* Problem requirements *
Extract every line in the records below that contains the word "tree".

* Supplied material *
^^^^

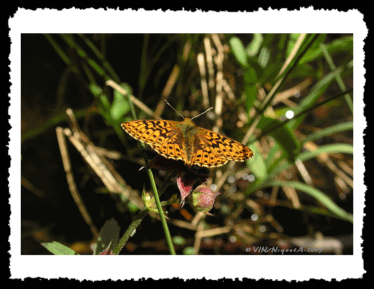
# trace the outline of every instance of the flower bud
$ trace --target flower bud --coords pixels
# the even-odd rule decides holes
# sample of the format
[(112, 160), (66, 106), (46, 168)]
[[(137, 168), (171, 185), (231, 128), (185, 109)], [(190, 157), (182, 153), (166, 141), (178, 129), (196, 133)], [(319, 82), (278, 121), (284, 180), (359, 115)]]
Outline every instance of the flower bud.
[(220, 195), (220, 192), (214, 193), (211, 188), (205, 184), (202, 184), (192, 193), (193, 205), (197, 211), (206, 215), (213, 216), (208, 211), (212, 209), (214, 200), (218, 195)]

^^^^

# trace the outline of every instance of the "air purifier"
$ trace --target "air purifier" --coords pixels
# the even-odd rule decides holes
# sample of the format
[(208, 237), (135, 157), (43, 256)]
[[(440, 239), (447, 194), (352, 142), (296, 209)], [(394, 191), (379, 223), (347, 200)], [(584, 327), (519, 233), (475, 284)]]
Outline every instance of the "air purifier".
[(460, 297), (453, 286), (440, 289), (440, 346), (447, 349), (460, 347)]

^^^^

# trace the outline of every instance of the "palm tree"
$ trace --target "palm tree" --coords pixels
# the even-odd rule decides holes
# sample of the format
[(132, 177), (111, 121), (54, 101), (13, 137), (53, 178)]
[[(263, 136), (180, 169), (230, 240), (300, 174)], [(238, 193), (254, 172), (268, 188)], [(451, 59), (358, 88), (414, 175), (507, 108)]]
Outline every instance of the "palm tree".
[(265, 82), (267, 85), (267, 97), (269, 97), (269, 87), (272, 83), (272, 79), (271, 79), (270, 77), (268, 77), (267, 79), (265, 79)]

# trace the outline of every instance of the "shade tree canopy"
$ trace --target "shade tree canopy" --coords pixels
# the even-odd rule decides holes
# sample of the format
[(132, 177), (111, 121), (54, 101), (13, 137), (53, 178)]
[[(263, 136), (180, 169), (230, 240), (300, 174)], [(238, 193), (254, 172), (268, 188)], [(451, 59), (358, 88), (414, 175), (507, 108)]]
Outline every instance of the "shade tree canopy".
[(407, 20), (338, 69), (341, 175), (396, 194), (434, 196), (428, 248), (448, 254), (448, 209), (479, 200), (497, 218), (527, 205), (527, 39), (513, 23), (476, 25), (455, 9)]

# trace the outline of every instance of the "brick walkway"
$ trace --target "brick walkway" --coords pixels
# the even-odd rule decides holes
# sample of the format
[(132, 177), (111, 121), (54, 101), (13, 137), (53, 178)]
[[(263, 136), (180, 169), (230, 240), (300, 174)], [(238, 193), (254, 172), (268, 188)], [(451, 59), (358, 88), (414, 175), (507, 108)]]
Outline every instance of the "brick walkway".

^^^^

* Expected answer *
# trace the outline of every instance of the "palm tree"
$ trace --target "palm tree" --coords pixels
Outline every instance of the "palm tree".
# trace the outline of every instance of the "shade tree canopy"
$ trace --target "shade tree canopy" --coords pixels
Outline every instance of the "shade tree canopy".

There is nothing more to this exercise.